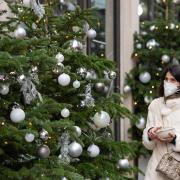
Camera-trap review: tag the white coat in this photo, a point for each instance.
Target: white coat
(164, 115)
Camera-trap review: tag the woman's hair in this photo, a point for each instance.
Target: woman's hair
(175, 72)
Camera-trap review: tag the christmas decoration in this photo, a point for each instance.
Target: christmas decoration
(59, 57)
(4, 89)
(145, 77)
(44, 151)
(65, 112)
(91, 33)
(93, 150)
(64, 79)
(75, 149)
(78, 130)
(101, 119)
(29, 137)
(76, 84)
(17, 115)
(20, 32)
(44, 135)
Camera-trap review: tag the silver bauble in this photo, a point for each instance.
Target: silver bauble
(101, 119)
(78, 130)
(127, 89)
(17, 115)
(112, 75)
(4, 89)
(20, 32)
(165, 58)
(93, 150)
(99, 87)
(123, 163)
(44, 135)
(91, 33)
(145, 77)
(75, 149)
(44, 151)
(29, 137)
(64, 79)
(140, 124)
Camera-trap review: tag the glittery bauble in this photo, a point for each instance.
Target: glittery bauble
(165, 58)
(64, 79)
(29, 137)
(44, 151)
(4, 89)
(145, 77)
(65, 112)
(44, 135)
(99, 87)
(17, 115)
(75, 149)
(91, 33)
(123, 163)
(76, 84)
(20, 32)
(140, 124)
(93, 150)
(59, 57)
(101, 119)
(78, 130)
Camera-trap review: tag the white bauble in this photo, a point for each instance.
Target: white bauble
(93, 150)
(165, 58)
(78, 130)
(127, 88)
(29, 137)
(140, 124)
(4, 89)
(123, 163)
(59, 57)
(65, 112)
(27, 3)
(76, 84)
(145, 77)
(20, 32)
(101, 119)
(91, 33)
(75, 149)
(17, 115)
(64, 79)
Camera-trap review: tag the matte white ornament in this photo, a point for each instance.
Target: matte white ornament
(20, 32)
(17, 115)
(64, 79)
(145, 77)
(101, 119)
(78, 130)
(93, 150)
(29, 137)
(76, 84)
(140, 124)
(59, 57)
(91, 33)
(165, 58)
(65, 112)
(4, 89)
(75, 149)
(123, 163)
(127, 88)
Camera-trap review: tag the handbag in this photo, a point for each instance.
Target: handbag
(169, 165)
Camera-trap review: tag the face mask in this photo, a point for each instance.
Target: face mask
(169, 88)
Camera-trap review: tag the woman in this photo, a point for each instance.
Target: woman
(163, 112)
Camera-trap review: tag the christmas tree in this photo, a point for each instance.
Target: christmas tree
(155, 47)
(56, 102)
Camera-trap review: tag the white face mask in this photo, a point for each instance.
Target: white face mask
(170, 88)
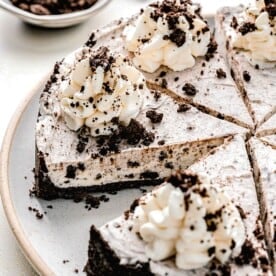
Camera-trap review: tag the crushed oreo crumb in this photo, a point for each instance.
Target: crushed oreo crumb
(247, 27)
(52, 7)
(246, 76)
(189, 89)
(183, 108)
(220, 73)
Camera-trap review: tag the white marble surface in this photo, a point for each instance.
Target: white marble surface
(26, 55)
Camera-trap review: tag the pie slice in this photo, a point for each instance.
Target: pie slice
(113, 140)
(210, 79)
(265, 175)
(252, 67)
(268, 127)
(152, 251)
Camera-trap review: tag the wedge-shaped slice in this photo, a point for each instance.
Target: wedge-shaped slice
(257, 85)
(166, 134)
(270, 140)
(264, 163)
(214, 91)
(268, 127)
(228, 167)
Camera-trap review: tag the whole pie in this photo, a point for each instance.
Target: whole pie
(157, 99)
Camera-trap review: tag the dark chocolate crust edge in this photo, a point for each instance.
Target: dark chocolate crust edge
(102, 260)
(45, 189)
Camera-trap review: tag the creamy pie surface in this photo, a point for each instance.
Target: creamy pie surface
(174, 116)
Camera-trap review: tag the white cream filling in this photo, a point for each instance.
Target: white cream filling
(146, 40)
(259, 44)
(169, 228)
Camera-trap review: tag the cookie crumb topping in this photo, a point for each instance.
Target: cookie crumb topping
(101, 86)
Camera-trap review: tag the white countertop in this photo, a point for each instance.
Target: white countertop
(26, 55)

----

* _EXERCISE REQUIREMENTS_:
Retype each line above exactly and leave out any picture.

* _REPLY_:
Camera-trap review: tag the white coat in this photo, a point for each instance.
Target: white coat
(164, 115)
Camera-trap review: tag the woman's hair in this photo, a point for each instance.
Target: woman's hair
(175, 72)
Camera-trap review: tag the christmas decoration in this photo, a point for each instance.
Target: christmas decoration
(59, 57)
(4, 89)
(145, 77)
(44, 151)
(65, 112)
(91, 33)
(93, 150)
(64, 79)
(75, 149)
(78, 130)
(101, 119)
(29, 137)
(76, 84)
(17, 115)
(20, 32)
(44, 135)
Camera-trap review: tag the silver bauble in this photo, a point for each instance.
Target: silver bauble
(101, 119)
(78, 130)
(127, 89)
(17, 115)
(112, 75)
(4, 89)
(20, 32)
(165, 58)
(93, 150)
(99, 87)
(123, 163)
(44, 135)
(91, 33)
(145, 77)
(75, 149)
(44, 151)
(29, 137)
(64, 79)
(140, 124)
Camera-trap review: tag the glittery bauble in this photo, a point for each instance.
Target: glittery bauble
(165, 58)
(64, 79)
(29, 137)
(44, 151)
(4, 89)
(145, 77)
(65, 112)
(44, 135)
(99, 87)
(17, 115)
(75, 149)
(91, 33)
(123, 163)
(76, 84)
(20, 32)
(140, 124)
(93, 150)
(59, 57)
(101, 119)
(78, 130)
Camera-trap review: tag the white bauble in this photo, a point for each instance.
Target: white bauble
(93, 150)
(165, 58)
(78, 130)
(127, 88)
(29, 137)
(140, 124)
(4, 89)
(123, 163)
(59, 57)
(65, 112)
(27, 3)
(76, 84)
(145, 77)
(20, 32)
(101, 119)
(91, 33)
(75, 149)
(17, 115)
(64, 79)
Camera-trap review: tag the matte white ornament in this photo, a point for each instance.
Target: matte white ornament
(20, 32)
(17, 115)
(64, 79)
(145, 77)
(101, 119)
(78, 130)
(93, 150)
(29, 137)
(76, 84)
(140, 124)
(59, 57)
(91, 33)
(165, 58)
(65, 112)
(4, 89)
(75, 149)
(123, 163)
(127, 88)
Camera-trap review: tag the handbag in this photo, a point for each instance.
Target: handbag
(169, 165)
Camera-trap review: tag the face mask in this photo, a point for each instance.
Target: face mask
(169, 88)
Camera-trap review: tag the woman in this photo, a point for each instance.
Target: woman
(163, 112)
Camera-trap review: tag the christmas tree in this photo, a point for each instance.
Target: christmas tree
(155, 47)
(56, 102)
Camera-trap review: tag the white face mask in this photo, a point for each instance.
Target: white face mask
(170, 88)
Camera-trap review: tag the crushed oreo crumb in this photo, a point for each instance.
Target: crushed oreo crumb
(247, 27)
(52, 7)
(246, 76)
(189, 89)
(183, 108)
(220, 73)
Camera-trap review: tag the white marble surface in this photo, a point for each instance.
Target: white marble surface
(26, 55)
Camera-trap review: tag the pie slice in this photo, a point for each instance.
Target: pie slice
(113, 140)
(210, 79)
(265, 175)
(252, 67)
(268, 127)
(152, 251)
Camera-trap review: tag the wedge-shaped slice in this photo, a point for each instance.
Target: wedge-shaped slice
(257, 85)
(166, 134)
(270, 140)
(264, 163)
(214, 91)
(268, 127)
(228, 167)
Camera-trap review: tag the whole pie in this photo, a point for each instance.
Target: whole pie
(157, 99)
Camera-trap review: tag the dark chocolate crust edge in this photo, a point for each instance.
Target: dark chocolate crust edge
(102, 260)
(45, 189)
Camera-trap review: tag the creamy pie surface in this photo, a point for each instance.
Target: creamy pie surface
(174, 116)
Camera-trap review: tag the white cream filling in this photo, a point for each instance.
Target: white cream filling
(146, 40)
(259, 44)
(169, 228)
Camera-trap review: tag the cookie crumb topping in this photo, a point for each instance.
Target: cookie crumb topping
(101, 86)
Camera-trap review: tag the white countertop in this photo, a point for each instance.
Target: white countertop
(26, 55)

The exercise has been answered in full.